[[ Text shown, beginning ]]

The Lambert Automobile Company belonged under the umbrella of the Buckeye Manufacturing Company conglomerate group. It produced an average of 2,000 vehicles per year between 1906 and 1910, with 500 employees (and hiring more workers each year). The company employed over a thousand workers by 1910, and production increased to an average of around 3,000 vehicles per year until 1916. In that year, only about a thousand vehicles were manufactured. In 1917, when the United States entered into World War I, the plant retooled to make equipment for the war. They then made projectiles, ammunition, wheels, and special-purpose engines.

Lambert produced only a few vehicles after the war was over. He realized that, for automobile manufacturing to be profitable, cars had to be mass-produced in high numbers to enable economies of scale. By 1922, the Buckeye Manufacturing Company had stopped manufacturing vehicles and automobile parts altogether. In the time of their production, however, automobiles had been the company's main enterprise. The company designed its own bodyworks and vehicle motors; sometimes these parts were made to order by third parties and manufactured to Buckeye's specifications. The automobile interiors were of high-quality upholstery, and the exterior paint was applied in fifteen layers.

[[ Text shown, end ]]

Work instructions:
a. In the text on the Lambert Automobile Company, what reason is given for why cars had to be mass-produced in high numbers for automobile manufacturing to be profitable?
b. Proceed with the text on the Lambert Automobile Company, picking up after its last sentence.

[[ Record extracts, beginning ]]

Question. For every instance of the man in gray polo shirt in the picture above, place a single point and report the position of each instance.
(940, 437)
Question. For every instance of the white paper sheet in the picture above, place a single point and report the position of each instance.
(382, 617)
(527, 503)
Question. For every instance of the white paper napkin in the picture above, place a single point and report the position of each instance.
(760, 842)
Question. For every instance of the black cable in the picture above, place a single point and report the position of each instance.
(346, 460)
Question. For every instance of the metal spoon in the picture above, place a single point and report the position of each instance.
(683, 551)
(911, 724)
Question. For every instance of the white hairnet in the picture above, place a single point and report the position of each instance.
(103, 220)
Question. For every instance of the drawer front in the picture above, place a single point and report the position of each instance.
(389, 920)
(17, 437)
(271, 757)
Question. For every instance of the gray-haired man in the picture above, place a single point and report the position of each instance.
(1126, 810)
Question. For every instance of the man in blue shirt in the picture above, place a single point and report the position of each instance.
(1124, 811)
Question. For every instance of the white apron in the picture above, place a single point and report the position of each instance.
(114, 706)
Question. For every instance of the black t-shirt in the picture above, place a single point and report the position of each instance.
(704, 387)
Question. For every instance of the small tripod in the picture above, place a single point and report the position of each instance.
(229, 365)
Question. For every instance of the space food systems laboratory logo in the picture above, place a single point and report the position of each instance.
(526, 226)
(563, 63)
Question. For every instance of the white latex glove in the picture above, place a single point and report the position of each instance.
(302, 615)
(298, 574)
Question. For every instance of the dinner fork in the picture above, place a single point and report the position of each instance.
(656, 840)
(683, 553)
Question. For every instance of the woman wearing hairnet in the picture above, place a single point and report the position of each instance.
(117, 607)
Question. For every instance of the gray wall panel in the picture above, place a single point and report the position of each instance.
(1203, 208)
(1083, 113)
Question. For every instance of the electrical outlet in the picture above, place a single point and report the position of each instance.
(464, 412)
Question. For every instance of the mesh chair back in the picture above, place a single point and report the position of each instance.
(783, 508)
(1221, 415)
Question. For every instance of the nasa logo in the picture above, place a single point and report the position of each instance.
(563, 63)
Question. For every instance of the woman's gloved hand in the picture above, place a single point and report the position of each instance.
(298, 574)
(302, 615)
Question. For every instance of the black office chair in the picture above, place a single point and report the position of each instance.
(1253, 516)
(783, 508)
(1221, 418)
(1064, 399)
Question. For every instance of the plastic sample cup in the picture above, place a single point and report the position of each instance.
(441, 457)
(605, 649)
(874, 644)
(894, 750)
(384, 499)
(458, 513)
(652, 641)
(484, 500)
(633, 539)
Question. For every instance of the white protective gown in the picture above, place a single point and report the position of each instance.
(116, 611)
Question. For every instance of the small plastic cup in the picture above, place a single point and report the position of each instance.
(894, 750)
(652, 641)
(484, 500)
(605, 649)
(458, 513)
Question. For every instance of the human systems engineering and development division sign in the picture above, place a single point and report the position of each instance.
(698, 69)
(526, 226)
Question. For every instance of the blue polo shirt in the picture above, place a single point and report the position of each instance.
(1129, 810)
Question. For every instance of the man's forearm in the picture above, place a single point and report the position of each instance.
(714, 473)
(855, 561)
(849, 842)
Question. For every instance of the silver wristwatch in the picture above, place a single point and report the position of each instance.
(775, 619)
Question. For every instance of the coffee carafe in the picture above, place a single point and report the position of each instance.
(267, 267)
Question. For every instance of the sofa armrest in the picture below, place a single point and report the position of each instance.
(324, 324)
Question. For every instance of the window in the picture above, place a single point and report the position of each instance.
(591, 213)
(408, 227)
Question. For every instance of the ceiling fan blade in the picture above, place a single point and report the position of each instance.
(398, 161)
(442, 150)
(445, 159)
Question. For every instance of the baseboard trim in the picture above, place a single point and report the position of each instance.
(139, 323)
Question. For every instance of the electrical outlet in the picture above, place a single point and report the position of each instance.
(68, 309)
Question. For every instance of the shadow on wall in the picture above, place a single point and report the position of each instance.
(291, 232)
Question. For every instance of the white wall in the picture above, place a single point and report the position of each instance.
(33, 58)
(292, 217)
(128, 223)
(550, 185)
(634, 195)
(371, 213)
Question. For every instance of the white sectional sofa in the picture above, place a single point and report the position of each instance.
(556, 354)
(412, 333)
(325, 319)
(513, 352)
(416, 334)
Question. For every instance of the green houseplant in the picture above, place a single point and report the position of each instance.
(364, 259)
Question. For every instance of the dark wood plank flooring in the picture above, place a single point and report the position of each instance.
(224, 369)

[[ Record extracts, end ]]

Task responses:
a. Cars had to be mass-produced in high numbers to enable economies of scale. Lambert realized that without this, automobile manufacturing could not be profitable.

b.
==See also==
- Lambert automobile
- Union Automobile Company

==Sources==

- Bailey, L. Scott (1960). "Historic Discovery: 1891 Lambert, New Claim for America's First Car"
- Batchelor, Ray (1994). "Henry Ford, mass production, modernizing, and design"
- Benton, William (1983). "John William Lambert"
- Clymer, Floyd (1950). "Treasury of early American automobiles, 1877-1925"
- Forkner, John La Rue (1914). "History of Madison County, Indiana"
- Lucendo, Jorge (2019). "Cars of Legend"
- Madden, W. C. (2003). "Haynes-Apperson and America's First Practical Automobile"
- Scharchburg, Richard P. (1993). "Carriages Without Horses"
- Wise, David Burgess (2000). "The New Illustrated Encyclopedia of Automobiles"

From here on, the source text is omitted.